┏━━

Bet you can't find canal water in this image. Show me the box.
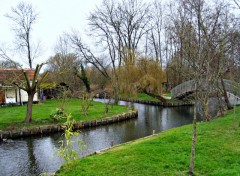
[0,99,200,176]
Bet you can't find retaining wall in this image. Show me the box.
[0,110,138,141]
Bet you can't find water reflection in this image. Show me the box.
[0,99,200,176]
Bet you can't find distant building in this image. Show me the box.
[0,69,39,105]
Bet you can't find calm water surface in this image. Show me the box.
[0,99,198,176]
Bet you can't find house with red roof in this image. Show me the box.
[0,68,39,104]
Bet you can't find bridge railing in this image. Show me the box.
[171,80,195,98]
[171,79,240,99]
[223,79,239,95]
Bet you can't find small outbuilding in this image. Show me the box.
[0,69,39,105]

┗━━

Line by line, write out the material exactly, leaving the images out.

:: Task answer ::
Bet you can't find canal water in this image. Show me the box.
[0,99,200,176]
Bet you can't find retaining wall in this image. Show me the box.
[0,110,138,141]
Bet you can't find water reflection in this image. Show me the box.
[0,99,200,176]
Bet you can't find distant building in this image. Show me the box.
[0,69,39,105]
Bet you can't find calm water surface in this image. Show me the box.
[0,99,198,176]
Bet you can't find house with red roof in this image. Show me the box.
[0,68,39,104]
Bet you can't find bridge railing in this image. Show me the box.
[171,80,195,98]
[171,79,240,99]
[223,79,239,95]
Bet you can't find small outbuilding in this image. Show me the box.
[0,69,39,105]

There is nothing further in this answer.